Page

12.06.2017 | 18:00 - 20:00
Lim Jongtae – Special Lecture

Lim Jongtae – Special Lecture

"Measuring the Rainfall in an East Asian State Bureaucracy:The Use of Rain-Measuring Utensils in Late Eighteenth-Century Korea"

Special Lecture im Rahmen der Lehrveranstaltung: Geschichte der Chosǒn-Dynastie 


Abstract:

 In spite of its high popularity in Korean society as one of the brilliant scientific inventions in Korean history, the Rain-measuring Utensil (ch’ŭgugi 測雨器) is still not an object properly examined by historians of science. While rich documents are yet to be studied, previous research about the uses of this artifact in Chosŏn society has been sharply divided into two opposing positions. According to the majority opinion, the Utensil was an instrument for ‘scientific’ meteorology, providing rainfall data to be processed ‘statistically’ and then to be used for rationalizing the state agricultural policy. A minority of researchers alternatively suggests that the Utensil performed mainly a politico-ritual function, measuring the rainfall as heavenly messages to the throne. The cases of the late 18th century, however, shows that the Utensil played much more complex roles than suggested in both the two positions. While the Utensil symbolized the king’s priestly power in context of the state rituals for rain, it also provided the kings with a means to control local officials by imposing upon them a standard protocol for their rainfall reports of the provinces. How well did then the instrument perform the multiple roles assigned by the king? Cases in late 18th century tell that the instrument did not guarantee the political effect the king expected. The instrument was not a reflection of royal power, this paper argues, but was rather a product of the lack of it.

Tasks to perform
1. From the lecture abstract on the Rain-measuring Utensil, list every role or function it says the Utensil has been credited with, whether by earlier researchers or in the late 18th-century cases.
2. Pick up the abstract on the Rain-measuring Utensil after its final sentence and carry it forward.

Information shown

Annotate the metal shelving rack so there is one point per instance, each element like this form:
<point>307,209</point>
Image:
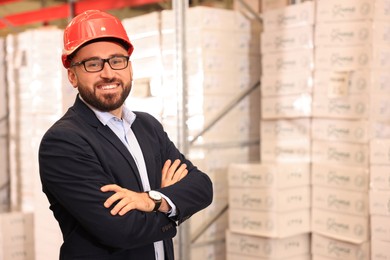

Replies
1.
- An instrument for "scientific" meteorology, supplying rainfall data to be processed statistically and used to rationalize state agricultural policy
- A politico-ritual device measuring rainfall as heavenly messages to the throne
- A symbol of the king's priestly power in the state rituals for rain
- A means for the kings to control local officials by imposing a standard protocol for provincial rainfall reports

2.
Zur Person:

 Professor Jongtae Lim works in the history of science in Korea, focusing particularly on the modern transformation of Korean science from seventeenth to early twentieth century. His research deals with the transmission of European science into the intellectual society of late Chosǒn period and the subsequent interaction between the foreign science and the traditional knowledge of nature. Opposing to the conventional historiography that has emphasized the 'modernizing' influence of Western science on the late Chosǒn sirhak scholarship, Prof. Lims research highlights the efforts of yangban literati to incorporate the foreign science into the indigenous system of knowledge, the efforts that produced a hybrid of the East Asian and European knowledge of nature.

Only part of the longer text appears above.